A block of data:
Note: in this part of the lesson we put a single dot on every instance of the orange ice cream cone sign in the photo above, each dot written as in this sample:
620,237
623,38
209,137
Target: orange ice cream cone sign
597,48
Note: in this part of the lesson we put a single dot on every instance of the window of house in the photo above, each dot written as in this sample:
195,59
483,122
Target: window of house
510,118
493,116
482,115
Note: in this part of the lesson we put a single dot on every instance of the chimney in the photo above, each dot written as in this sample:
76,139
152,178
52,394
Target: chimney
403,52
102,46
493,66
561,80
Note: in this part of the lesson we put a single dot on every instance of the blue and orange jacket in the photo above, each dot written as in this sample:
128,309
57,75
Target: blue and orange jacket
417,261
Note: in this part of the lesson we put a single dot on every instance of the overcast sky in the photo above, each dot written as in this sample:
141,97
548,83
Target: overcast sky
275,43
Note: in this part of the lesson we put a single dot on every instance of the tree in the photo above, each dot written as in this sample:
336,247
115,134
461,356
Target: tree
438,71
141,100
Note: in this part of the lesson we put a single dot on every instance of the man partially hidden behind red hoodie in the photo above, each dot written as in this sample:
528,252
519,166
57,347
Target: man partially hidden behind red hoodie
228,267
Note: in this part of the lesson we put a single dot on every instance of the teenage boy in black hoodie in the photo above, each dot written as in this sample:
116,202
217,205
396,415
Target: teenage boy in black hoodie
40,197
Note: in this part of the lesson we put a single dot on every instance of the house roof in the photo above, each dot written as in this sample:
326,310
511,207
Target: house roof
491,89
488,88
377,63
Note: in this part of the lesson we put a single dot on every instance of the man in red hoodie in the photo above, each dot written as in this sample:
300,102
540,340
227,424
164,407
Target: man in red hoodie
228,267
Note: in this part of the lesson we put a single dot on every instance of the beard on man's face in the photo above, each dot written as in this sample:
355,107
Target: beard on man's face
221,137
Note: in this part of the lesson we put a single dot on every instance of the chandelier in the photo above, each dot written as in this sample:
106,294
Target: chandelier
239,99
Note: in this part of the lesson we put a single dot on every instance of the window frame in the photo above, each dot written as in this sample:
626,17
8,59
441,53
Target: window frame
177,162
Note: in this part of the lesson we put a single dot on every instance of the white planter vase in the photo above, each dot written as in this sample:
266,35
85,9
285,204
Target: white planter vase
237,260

» WHAT IS BEING ASKED: Reproduce all of the material above, swapping "lesson" for "exercise" wherever it appears and leaving everything else unchanged.

» SOLUTION TO THE EXERCISE:
Note: in this part of the exercise we put a single dot on every instance of the orange ice cream cone sign in the photo above, each dot written as in this sample:
620,237
623,38
209,137
Target: orange ice cream cone sign
597,48
Note: in this part of the exercise we put a single dot on every instance of the window of house in the photo above, each dot written as in this sample:
195,59
483,122
Target: window of house
510,118
493,116
482,115
Note: in this part of the exercise we put a single dot on every instance of the chimney in the photo above, each dot written as in this sample:
76,139
152,178
52,394
Target: chimney
403,52
102,46
493,66
561,80
Note: in this part of the exercise we put a single dot on every instance of the blue and orange jacket in the photo above, each dot written as in this sample:
128,309
57,75
Target: blue and orange jacket
417,261
Note: in this part of the exercise we put a single dot on every instance of the overcast sky in the photo above, each dot written as in this sample:
141,97
548,83
Target: overcast sky
275,43
Note: in this part of the exercise we put a single dot on every instance of the tree in the photo above, each dot written as in this sample:
336,247
115,134
461,356
Target: tree
438,71
141,100
Note: in this part of the exercise we put a single dot on every instance of the man partially hidden behind red hoodie in the photo above, each dot written as in this sample:
528,252
519,166
57,347
Target: man partially hidden behind red hoodie
228,267
Note: in this part of the exercise we put a single dot on every instance of the teenage boy in black hoodie in the photo above, each dot written as in this sample:
116,202
217,205
396,415
Target: teenage boy in black hoodie
40,197
Note: in this part of the exercise we put a single dot on every instance of the house roof in the photo above, each dot written as in this sample:
326,310
511,207
Target: house roof
491,89
488,88
377,63
Note: in this part of the exercise we put a single dot on every instance of the man in red hoodie in the photo above, each dot written as in this sample:
300,102
540,340
227,424
164,407
Target: man in red hoodie
228,267
Note: in this part of the exercise we put a single dot on every instance of the beard on man's face in the photo above, each dot written as in this sample:
355,107
Target: beard on man's face
221,137
Note: in this part of the exercise we put a single dot on every instance of the chandelier in the photo above, each dot written as in this sample:
106,294
Target: chandelier
239,99
Note: in this part of the exercise we put a single dot on every instance of the window frame in the photo above, each dot written as in this sample:
626,17
8,59
441,53
Target: window frame
177,162
Note: in this part of the exercise we put a single dot on every instance of the white planter vase in the photo above, each dot written as in this sample:
266,35
85,9
285,204
Target: white planter vase
237,260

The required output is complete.